The problem:
Gather every line in the records below that contains the word "blazer".
Start of Block
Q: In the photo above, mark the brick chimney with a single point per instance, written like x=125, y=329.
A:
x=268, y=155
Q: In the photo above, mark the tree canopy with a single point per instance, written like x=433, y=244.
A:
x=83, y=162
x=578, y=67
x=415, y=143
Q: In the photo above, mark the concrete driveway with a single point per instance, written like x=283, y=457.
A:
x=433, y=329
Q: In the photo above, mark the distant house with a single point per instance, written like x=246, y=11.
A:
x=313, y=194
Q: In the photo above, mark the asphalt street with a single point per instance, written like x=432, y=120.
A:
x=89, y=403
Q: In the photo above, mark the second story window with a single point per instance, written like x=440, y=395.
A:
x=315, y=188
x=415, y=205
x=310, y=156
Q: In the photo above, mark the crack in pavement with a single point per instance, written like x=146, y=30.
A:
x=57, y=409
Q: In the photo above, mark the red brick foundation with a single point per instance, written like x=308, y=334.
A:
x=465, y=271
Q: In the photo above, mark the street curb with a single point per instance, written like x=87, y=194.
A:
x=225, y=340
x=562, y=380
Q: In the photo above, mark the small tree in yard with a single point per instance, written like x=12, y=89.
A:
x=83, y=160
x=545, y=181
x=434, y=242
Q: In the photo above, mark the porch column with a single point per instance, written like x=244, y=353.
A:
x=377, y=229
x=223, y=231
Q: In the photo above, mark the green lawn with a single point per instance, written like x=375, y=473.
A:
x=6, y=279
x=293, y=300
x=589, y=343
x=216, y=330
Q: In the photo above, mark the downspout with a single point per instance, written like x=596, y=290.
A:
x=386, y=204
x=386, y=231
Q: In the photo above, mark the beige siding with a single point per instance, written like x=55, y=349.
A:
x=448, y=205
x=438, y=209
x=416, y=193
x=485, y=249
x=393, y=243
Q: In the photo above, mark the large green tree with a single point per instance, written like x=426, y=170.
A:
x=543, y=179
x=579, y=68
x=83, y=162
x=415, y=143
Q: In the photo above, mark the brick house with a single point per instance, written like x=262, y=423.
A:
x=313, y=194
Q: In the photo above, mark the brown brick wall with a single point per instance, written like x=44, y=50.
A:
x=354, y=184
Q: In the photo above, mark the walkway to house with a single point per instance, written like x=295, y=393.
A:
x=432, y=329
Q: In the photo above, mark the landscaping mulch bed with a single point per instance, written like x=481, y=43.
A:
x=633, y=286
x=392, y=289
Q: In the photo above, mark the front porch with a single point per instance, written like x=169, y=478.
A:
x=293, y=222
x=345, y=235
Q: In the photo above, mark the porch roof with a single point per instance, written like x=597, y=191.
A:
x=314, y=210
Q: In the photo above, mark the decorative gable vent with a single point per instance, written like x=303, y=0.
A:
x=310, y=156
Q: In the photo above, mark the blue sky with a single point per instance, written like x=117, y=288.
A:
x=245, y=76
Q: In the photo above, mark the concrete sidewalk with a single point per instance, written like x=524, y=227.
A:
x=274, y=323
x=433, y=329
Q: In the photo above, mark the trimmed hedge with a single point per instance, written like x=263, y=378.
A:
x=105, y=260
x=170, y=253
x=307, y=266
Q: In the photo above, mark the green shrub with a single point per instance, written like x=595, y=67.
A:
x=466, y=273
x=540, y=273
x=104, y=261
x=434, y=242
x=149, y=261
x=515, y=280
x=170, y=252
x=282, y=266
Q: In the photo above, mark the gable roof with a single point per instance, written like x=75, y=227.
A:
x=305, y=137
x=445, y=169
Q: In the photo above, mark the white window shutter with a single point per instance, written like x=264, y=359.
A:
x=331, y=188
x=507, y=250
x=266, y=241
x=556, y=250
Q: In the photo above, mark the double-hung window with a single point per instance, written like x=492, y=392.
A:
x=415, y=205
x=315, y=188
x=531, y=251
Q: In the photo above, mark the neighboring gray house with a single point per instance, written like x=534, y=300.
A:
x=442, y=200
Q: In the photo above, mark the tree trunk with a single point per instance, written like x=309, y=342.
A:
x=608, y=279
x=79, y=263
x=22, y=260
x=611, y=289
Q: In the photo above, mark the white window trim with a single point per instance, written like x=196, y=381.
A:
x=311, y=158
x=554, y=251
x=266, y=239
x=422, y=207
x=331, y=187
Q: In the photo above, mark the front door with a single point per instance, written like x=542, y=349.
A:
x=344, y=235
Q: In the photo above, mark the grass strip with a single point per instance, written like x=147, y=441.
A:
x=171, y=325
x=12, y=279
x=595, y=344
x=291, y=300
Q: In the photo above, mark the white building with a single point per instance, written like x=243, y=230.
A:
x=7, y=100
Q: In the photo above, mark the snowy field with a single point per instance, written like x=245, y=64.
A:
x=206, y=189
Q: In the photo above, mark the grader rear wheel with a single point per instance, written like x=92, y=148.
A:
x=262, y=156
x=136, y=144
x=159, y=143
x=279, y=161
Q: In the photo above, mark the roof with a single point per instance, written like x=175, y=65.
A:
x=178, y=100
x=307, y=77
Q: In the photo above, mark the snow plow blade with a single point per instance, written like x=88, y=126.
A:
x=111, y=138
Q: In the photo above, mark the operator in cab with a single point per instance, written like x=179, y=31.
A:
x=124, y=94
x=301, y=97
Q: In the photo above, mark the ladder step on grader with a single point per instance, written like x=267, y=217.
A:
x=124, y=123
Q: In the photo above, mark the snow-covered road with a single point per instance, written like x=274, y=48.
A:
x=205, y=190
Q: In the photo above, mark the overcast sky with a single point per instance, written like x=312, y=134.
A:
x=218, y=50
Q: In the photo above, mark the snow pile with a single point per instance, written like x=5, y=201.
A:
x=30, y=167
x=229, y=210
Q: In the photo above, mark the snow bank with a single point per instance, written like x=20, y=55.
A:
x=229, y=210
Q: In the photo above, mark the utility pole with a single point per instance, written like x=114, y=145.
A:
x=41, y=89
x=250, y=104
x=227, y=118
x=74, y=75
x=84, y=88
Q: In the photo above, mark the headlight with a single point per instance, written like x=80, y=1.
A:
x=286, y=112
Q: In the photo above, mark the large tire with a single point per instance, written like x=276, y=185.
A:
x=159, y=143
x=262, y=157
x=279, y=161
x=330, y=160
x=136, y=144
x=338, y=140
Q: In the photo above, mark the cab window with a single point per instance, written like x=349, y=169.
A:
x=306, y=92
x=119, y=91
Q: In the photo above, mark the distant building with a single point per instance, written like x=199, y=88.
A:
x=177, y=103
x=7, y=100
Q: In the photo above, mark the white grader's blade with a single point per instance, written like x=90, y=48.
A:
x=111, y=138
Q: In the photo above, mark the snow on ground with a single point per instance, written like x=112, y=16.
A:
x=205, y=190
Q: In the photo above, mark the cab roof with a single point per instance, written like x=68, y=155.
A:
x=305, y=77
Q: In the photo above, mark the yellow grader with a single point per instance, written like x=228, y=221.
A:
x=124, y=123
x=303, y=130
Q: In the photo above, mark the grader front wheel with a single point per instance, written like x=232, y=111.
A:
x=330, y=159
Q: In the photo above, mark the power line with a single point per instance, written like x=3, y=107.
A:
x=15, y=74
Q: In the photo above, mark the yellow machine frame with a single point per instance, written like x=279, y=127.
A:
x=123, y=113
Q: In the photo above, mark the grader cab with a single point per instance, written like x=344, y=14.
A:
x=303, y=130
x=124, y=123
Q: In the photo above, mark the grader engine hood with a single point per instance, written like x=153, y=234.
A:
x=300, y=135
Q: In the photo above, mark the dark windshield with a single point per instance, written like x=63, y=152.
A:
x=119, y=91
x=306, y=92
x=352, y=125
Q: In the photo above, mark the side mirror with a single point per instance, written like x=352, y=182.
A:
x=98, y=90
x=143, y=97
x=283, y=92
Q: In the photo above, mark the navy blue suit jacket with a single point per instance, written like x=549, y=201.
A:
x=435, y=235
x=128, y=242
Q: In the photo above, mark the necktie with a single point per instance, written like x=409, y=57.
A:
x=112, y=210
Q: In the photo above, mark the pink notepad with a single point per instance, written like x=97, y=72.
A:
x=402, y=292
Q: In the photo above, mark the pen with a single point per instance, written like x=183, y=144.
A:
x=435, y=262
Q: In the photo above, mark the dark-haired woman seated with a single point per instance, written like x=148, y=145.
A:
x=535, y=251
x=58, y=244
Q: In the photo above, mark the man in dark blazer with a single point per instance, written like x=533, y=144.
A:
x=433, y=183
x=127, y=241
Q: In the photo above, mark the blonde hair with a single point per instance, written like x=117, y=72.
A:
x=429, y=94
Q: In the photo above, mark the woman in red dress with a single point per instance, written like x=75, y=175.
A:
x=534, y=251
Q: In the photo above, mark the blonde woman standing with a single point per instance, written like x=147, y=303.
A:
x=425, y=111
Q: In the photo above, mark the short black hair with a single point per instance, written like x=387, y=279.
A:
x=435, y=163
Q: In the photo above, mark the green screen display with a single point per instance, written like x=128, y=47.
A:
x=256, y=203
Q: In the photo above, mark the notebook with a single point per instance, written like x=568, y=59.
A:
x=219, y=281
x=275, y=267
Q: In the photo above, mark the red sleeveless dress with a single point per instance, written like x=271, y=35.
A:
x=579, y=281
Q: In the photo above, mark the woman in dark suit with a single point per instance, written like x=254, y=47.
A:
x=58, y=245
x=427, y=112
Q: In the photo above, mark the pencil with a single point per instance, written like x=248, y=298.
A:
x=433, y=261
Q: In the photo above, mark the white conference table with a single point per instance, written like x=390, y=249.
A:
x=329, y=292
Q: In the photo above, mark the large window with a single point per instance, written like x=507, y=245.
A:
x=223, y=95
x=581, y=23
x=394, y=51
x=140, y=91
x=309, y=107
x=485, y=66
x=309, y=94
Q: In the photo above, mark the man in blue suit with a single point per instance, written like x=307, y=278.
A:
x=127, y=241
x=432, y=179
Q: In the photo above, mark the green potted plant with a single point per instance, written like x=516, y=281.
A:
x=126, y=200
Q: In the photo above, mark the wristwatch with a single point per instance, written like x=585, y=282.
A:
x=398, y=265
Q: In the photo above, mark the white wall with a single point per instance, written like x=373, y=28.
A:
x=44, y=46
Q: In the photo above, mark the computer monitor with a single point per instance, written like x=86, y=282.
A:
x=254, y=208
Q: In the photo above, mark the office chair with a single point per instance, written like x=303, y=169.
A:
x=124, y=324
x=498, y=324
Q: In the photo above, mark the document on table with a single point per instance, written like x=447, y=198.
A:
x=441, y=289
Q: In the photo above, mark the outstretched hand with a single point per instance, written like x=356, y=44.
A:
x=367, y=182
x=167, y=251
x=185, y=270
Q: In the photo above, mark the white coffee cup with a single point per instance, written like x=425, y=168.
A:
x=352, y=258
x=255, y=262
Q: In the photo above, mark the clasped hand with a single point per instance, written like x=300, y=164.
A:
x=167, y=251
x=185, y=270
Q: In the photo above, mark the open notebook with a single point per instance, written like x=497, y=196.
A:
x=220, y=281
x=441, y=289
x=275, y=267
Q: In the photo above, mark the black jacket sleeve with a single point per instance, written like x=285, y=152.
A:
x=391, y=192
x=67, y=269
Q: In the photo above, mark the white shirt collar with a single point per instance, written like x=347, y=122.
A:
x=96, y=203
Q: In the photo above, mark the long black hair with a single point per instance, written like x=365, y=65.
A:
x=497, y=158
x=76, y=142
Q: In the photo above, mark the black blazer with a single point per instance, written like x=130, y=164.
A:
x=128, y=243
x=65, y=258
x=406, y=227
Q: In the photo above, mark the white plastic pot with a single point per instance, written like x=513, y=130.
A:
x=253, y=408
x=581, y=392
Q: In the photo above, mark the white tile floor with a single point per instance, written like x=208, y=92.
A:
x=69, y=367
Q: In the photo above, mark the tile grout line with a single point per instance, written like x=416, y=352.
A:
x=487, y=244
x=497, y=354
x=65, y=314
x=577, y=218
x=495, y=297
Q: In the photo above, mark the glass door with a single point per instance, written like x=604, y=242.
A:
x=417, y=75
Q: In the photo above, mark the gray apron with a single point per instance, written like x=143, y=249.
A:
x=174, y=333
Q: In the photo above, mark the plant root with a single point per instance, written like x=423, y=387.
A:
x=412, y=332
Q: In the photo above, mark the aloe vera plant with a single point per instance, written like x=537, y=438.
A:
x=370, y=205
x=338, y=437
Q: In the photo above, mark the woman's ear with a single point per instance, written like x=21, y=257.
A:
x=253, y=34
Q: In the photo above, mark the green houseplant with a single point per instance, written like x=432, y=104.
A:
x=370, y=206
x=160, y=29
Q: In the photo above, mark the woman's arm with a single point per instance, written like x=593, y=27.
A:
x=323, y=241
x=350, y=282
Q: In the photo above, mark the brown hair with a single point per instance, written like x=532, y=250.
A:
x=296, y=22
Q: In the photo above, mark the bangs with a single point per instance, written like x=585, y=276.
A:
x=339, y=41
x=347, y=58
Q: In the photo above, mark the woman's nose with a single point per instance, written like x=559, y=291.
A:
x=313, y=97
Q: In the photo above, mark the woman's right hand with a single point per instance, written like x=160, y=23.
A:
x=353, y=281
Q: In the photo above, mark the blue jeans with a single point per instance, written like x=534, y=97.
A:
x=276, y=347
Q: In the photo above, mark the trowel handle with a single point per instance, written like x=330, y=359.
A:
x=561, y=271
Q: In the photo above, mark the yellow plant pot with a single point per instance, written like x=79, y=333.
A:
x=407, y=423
End of Block
Written answer:
Q: In the photo above, mark the man in dark blazer with a single point per instance, written like x=533, y=144.
Q: In the photo above, mark the black blazer with a single point per instance, written like x=130, y=164.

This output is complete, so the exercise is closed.